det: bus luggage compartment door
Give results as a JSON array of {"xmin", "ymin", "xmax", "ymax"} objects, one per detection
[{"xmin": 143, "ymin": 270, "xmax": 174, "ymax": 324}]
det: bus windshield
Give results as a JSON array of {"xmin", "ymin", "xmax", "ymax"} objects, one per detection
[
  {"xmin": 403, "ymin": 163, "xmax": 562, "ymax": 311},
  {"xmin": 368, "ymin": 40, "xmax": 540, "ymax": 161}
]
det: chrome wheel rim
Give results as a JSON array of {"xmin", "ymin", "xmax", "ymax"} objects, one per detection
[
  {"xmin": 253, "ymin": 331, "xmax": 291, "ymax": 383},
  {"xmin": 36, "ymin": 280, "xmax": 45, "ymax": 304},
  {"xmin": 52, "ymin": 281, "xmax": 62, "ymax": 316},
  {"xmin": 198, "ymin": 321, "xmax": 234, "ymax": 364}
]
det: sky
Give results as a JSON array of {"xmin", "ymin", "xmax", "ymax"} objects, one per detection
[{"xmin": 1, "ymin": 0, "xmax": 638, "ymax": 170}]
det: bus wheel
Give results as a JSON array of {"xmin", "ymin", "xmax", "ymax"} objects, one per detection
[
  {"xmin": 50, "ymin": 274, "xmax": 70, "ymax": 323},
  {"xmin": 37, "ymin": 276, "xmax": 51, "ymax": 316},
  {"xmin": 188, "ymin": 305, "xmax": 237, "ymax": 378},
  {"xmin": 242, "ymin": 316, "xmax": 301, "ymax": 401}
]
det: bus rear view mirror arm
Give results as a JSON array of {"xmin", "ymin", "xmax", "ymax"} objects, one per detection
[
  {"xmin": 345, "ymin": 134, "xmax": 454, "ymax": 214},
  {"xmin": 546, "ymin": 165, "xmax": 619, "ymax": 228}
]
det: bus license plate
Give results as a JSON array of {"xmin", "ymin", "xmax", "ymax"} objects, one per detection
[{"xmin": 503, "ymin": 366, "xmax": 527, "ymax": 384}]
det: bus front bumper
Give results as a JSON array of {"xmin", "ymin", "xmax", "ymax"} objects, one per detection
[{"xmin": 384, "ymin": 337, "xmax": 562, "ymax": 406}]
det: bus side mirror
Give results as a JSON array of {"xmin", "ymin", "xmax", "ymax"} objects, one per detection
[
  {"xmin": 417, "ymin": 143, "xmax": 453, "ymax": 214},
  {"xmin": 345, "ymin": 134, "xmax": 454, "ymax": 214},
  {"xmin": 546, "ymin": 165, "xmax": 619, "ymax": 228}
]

•••••

Determine the number of lines in the data above that contain the word "mirror", and provide only that figure.

2